EXERCISE DESCRIPTION ::
Print the following lines verbatim, starting with the line that contains "Two rules. Place a point on every instance of the weathered" and continuing through the line that contains "Two rules. Place a point on every instance of the plant".

ENTRIES SUPPLIED ::
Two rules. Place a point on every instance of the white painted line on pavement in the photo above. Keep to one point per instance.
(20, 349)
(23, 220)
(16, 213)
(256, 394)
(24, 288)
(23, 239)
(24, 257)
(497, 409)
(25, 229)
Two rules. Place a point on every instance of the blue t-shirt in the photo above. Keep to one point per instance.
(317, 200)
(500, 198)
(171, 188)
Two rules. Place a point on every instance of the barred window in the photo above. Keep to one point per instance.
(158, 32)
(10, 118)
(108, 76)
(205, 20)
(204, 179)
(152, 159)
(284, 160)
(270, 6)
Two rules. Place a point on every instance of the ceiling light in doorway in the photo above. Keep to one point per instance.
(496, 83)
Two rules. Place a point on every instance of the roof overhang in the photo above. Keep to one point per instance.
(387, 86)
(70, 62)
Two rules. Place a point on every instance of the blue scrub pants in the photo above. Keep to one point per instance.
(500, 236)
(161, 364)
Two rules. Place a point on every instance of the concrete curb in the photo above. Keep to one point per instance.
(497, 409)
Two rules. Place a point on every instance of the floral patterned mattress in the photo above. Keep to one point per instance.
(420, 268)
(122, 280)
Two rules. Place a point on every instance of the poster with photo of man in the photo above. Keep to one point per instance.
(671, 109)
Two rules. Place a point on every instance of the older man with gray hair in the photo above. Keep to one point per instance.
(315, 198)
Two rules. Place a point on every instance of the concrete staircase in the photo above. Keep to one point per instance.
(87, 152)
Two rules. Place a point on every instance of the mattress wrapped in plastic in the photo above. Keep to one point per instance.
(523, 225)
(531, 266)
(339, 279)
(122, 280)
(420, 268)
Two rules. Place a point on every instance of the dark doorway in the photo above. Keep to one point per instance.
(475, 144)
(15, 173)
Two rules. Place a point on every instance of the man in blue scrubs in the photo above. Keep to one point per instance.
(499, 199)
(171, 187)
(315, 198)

--

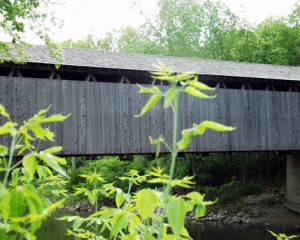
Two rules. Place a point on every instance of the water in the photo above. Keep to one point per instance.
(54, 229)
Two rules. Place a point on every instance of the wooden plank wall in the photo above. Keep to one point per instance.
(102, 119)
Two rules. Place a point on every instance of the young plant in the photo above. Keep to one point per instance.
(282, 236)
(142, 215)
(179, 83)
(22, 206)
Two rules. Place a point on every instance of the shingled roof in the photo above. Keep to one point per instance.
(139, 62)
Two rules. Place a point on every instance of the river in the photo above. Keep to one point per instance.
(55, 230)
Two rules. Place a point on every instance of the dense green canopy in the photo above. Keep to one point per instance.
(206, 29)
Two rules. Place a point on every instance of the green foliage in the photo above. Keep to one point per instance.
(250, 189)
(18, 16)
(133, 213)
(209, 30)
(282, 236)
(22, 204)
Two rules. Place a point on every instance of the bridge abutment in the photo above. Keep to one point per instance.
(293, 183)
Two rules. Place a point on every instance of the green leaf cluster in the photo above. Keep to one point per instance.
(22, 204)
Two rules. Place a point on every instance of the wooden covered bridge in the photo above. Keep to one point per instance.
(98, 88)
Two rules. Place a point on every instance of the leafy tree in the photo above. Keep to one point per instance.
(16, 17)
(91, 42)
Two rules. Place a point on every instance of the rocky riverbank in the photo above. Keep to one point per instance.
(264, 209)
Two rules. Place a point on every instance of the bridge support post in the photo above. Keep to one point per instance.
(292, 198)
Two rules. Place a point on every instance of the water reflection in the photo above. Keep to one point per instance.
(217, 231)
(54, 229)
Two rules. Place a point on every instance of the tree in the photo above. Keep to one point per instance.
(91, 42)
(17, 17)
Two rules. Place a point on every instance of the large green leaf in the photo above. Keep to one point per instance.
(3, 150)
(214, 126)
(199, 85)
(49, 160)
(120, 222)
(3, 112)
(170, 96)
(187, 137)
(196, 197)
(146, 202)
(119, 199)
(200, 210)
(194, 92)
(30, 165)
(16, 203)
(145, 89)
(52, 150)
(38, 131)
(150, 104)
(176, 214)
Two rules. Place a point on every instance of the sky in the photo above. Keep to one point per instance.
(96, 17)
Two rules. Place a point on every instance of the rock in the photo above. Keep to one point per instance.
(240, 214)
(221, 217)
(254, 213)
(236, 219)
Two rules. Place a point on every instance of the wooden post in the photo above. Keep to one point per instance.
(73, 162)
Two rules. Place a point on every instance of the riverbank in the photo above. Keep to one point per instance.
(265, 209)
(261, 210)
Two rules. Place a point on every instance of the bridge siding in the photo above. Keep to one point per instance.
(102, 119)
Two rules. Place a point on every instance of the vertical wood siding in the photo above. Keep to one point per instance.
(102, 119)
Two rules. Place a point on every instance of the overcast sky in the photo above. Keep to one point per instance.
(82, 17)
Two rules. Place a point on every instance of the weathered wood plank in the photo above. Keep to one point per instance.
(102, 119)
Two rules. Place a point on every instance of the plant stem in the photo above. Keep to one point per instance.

FULL OUTPUT ::
Two rules. Place a point on every instance of the weathered wood plank in the photo above. Keep to one point per instance.
(102, 119)
Two rules. Place a point on every instance of the plant stem in the photo above. Keep to one point per instance.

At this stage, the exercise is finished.